#### [TASK TO COMPLETE]
All that should come back is the lines of the data below from the one containing "If you could pin the tree" to the one containing "If you could pin the american flag lapel", inclusive, exactly as they stand.

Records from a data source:

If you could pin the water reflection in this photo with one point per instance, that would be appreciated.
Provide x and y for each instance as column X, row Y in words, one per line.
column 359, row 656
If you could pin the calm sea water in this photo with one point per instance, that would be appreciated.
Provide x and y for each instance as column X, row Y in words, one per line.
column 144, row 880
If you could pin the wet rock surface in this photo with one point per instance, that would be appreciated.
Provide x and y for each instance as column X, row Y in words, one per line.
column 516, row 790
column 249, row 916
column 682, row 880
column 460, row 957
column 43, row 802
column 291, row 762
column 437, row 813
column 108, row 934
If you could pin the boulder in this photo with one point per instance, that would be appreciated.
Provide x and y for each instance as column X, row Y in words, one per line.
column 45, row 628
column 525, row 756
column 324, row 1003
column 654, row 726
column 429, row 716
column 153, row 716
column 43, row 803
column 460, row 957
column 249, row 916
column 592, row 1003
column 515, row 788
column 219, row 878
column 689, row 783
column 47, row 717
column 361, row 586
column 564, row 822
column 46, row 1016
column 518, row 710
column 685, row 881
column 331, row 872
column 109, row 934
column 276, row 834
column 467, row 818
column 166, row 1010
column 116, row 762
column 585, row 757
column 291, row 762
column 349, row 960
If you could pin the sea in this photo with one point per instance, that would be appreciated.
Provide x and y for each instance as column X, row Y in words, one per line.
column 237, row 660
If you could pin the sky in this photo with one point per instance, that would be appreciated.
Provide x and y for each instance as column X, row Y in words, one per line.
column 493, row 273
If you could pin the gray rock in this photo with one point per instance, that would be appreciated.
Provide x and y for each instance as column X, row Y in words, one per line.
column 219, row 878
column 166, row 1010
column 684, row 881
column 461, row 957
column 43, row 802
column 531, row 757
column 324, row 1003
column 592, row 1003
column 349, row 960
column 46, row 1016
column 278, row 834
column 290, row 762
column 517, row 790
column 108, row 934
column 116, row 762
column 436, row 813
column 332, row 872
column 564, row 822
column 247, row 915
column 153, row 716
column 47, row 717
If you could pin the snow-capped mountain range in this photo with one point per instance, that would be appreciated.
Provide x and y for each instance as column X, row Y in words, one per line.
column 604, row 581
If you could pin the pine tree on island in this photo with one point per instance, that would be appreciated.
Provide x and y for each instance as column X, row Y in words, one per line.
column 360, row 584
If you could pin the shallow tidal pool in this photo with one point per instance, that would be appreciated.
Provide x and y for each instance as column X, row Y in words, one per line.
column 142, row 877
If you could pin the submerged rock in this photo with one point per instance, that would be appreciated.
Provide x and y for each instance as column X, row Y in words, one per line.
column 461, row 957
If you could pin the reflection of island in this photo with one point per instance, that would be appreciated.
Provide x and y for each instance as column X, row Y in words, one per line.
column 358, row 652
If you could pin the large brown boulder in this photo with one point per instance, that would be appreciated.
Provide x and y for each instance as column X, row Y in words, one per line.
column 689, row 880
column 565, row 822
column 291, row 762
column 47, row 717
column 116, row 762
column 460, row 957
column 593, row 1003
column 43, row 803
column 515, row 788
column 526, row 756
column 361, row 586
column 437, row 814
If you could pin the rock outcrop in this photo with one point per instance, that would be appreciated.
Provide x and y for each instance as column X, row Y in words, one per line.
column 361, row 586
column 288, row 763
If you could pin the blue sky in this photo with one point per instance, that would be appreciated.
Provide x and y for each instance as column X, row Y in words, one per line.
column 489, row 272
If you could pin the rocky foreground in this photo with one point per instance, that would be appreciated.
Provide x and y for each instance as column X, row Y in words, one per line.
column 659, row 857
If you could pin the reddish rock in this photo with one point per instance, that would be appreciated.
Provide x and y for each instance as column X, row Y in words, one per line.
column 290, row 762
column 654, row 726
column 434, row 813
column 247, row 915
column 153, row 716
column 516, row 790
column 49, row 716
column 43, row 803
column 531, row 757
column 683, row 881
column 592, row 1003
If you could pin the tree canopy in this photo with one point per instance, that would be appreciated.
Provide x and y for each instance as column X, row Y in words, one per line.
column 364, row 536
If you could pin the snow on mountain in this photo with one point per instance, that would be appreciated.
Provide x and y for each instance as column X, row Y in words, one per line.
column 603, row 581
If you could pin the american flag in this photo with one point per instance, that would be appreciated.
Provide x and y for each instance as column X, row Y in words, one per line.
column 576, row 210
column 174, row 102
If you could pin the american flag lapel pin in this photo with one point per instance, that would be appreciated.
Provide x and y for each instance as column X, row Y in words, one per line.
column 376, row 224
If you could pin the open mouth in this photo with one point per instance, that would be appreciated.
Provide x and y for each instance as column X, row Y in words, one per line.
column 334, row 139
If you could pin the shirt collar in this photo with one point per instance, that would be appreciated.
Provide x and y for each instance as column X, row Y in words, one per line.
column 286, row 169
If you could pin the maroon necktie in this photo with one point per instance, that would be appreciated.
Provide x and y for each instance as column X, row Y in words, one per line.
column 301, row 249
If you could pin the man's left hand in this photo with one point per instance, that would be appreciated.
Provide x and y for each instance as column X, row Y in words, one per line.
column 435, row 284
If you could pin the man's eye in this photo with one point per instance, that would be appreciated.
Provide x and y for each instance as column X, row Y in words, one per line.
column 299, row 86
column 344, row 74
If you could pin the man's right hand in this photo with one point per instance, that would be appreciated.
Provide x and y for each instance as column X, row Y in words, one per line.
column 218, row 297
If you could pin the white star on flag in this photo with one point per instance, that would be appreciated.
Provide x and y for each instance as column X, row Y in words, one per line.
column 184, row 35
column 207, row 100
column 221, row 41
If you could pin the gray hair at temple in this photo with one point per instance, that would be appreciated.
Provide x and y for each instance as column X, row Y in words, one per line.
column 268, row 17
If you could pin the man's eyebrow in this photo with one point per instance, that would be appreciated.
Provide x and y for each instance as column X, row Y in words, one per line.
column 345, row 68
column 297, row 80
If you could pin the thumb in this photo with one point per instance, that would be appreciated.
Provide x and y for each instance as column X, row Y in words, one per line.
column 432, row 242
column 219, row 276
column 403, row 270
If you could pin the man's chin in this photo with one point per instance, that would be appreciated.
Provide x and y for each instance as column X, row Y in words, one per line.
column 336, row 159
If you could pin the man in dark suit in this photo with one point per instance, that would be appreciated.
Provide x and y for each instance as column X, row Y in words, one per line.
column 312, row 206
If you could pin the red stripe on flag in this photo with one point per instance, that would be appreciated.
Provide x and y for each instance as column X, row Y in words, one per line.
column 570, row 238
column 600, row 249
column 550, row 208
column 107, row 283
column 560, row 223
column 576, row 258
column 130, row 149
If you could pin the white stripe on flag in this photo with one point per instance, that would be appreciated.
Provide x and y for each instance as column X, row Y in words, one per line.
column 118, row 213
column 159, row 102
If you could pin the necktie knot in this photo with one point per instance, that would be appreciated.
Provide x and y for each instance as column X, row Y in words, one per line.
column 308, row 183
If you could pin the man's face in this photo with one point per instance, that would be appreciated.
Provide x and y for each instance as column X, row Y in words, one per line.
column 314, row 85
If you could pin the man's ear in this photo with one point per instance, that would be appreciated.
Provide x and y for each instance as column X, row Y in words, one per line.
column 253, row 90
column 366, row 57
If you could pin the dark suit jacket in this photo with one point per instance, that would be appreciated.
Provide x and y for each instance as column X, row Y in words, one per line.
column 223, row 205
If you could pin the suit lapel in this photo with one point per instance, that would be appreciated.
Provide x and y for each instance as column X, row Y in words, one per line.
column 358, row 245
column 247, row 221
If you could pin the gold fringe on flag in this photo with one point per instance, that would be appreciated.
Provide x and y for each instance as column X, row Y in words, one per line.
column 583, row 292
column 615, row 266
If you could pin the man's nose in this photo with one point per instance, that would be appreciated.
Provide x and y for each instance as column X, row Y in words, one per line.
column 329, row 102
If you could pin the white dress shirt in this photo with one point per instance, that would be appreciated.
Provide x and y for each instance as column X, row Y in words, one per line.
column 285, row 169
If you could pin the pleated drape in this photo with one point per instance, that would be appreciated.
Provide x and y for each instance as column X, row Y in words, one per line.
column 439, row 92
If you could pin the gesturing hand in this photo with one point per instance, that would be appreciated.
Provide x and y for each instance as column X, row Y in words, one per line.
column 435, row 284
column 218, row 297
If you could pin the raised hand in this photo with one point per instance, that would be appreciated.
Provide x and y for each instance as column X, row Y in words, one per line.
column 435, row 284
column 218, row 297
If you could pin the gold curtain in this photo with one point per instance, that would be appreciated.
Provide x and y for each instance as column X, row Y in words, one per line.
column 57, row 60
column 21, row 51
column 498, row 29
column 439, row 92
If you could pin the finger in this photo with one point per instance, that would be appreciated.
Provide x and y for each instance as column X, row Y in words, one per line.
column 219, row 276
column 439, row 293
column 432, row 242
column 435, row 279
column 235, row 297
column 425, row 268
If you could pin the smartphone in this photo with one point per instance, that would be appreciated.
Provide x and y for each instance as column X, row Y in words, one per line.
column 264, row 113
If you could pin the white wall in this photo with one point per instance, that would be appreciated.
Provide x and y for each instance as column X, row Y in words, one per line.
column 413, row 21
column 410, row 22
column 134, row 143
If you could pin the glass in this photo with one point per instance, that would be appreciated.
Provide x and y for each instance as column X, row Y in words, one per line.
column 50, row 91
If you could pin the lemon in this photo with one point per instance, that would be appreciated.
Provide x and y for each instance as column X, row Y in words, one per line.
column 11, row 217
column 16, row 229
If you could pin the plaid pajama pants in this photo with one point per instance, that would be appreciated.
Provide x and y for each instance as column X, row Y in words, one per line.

#### [YOUR RESPONSE]
If you could pin the tree canopy in this photo with one point per instance, that would be appreciated.
Provide x and y for each instance as column X, row Y in words, one per line.
column 364, row 536
If you could pin the snow on mountain in this photo with one point per instance, that would be appreciated.
Provide x and y for each instance as column X, row Y in words, one per line.
column 603, row 581
If you could pin the american flag in this photo with one point per instance, that would be appreciated.
Provide x and y for each instance as column X, row Y in words, one per line.
column 576, row 210
column 174, row 102
If you could pin the american flag lapel pin in this photo with one point per instance, that would be appreciated.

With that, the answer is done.